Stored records
#####

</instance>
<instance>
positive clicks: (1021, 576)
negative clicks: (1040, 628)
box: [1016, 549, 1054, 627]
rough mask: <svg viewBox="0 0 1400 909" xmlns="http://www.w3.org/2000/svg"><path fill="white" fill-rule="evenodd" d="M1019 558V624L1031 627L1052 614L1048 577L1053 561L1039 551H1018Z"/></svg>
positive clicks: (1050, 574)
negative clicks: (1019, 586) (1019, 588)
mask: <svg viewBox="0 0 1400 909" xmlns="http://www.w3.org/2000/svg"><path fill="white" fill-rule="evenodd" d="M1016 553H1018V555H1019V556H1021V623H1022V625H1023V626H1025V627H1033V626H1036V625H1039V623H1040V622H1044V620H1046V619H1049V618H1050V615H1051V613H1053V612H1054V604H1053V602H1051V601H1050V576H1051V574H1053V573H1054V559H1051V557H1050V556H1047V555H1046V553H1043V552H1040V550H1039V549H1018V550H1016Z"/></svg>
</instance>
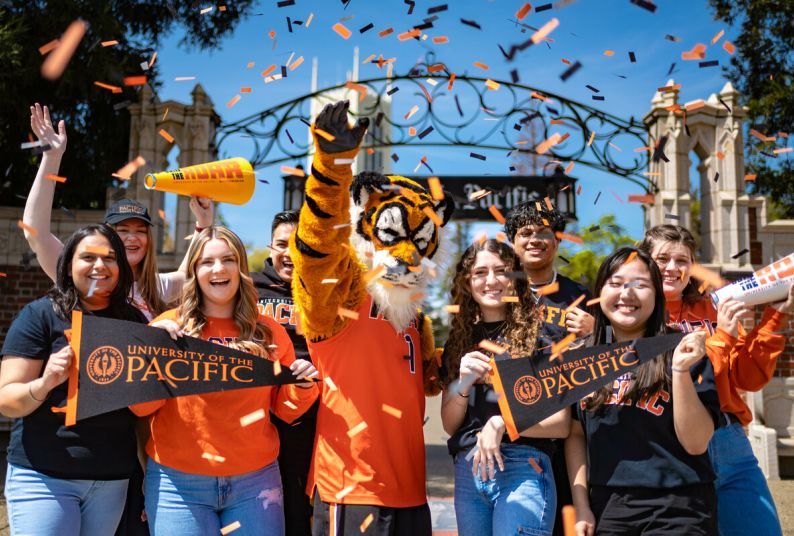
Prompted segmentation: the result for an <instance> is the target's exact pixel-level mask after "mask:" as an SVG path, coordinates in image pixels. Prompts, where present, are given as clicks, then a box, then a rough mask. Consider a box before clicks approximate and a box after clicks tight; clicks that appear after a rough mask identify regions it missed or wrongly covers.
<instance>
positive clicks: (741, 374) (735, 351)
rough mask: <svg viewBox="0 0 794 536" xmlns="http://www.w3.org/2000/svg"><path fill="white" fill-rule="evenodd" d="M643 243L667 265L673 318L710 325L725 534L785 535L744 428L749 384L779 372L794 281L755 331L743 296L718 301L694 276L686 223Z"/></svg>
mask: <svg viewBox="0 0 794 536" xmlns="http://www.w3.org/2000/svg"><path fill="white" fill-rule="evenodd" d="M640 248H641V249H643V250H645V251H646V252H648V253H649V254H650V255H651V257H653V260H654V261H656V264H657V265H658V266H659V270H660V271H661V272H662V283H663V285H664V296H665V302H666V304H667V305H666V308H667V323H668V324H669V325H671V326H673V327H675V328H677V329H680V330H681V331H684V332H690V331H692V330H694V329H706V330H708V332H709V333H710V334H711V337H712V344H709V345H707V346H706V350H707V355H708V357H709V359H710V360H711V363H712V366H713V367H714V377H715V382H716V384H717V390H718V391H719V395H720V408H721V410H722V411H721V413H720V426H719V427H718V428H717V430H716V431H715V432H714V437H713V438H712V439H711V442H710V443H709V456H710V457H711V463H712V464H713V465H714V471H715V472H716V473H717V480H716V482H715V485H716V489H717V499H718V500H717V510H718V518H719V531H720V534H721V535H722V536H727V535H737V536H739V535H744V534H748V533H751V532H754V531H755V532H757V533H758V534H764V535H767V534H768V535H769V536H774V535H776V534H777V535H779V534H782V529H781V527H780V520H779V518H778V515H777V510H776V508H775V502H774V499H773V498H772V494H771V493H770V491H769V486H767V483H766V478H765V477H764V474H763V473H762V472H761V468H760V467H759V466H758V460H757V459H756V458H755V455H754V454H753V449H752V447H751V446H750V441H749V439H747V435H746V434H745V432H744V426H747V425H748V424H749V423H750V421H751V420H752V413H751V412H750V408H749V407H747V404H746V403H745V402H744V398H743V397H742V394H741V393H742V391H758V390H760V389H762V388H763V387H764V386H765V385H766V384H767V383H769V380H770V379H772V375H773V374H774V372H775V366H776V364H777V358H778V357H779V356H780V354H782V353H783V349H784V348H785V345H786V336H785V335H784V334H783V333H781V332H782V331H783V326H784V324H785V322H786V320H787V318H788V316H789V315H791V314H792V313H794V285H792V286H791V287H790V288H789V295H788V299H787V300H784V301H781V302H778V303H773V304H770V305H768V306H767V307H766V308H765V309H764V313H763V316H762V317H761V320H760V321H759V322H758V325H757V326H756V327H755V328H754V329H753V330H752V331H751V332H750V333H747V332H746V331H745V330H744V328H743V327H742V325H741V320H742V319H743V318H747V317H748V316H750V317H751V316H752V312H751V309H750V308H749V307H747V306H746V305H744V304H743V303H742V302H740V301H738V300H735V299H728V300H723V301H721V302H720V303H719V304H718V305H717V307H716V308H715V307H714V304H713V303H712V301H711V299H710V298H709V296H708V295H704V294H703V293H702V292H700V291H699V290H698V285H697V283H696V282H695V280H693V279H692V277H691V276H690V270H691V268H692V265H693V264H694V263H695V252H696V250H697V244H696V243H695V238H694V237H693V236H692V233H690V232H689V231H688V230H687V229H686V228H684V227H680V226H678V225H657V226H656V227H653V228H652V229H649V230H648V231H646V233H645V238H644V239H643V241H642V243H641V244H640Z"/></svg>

#####

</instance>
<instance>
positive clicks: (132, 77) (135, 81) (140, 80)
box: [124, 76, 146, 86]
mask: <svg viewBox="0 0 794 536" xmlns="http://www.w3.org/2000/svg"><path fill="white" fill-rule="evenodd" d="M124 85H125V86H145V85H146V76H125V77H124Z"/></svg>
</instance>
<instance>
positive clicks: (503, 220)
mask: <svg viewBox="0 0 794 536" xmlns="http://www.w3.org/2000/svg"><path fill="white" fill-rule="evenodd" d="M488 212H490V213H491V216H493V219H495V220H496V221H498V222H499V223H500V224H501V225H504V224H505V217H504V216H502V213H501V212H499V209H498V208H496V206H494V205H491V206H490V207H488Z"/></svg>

#####

WORK ORDER
From the data above, pull out each line that contains the string "positive".

SOLVED PROBLEM
positive clicks: (1021, 576)
positive clicks: (1050, 574)
positive clicks: (741, 374) (735, 351)
positive clicks: (132, 77) (135, 81) (140, 80)
positive clicks: (503, 220)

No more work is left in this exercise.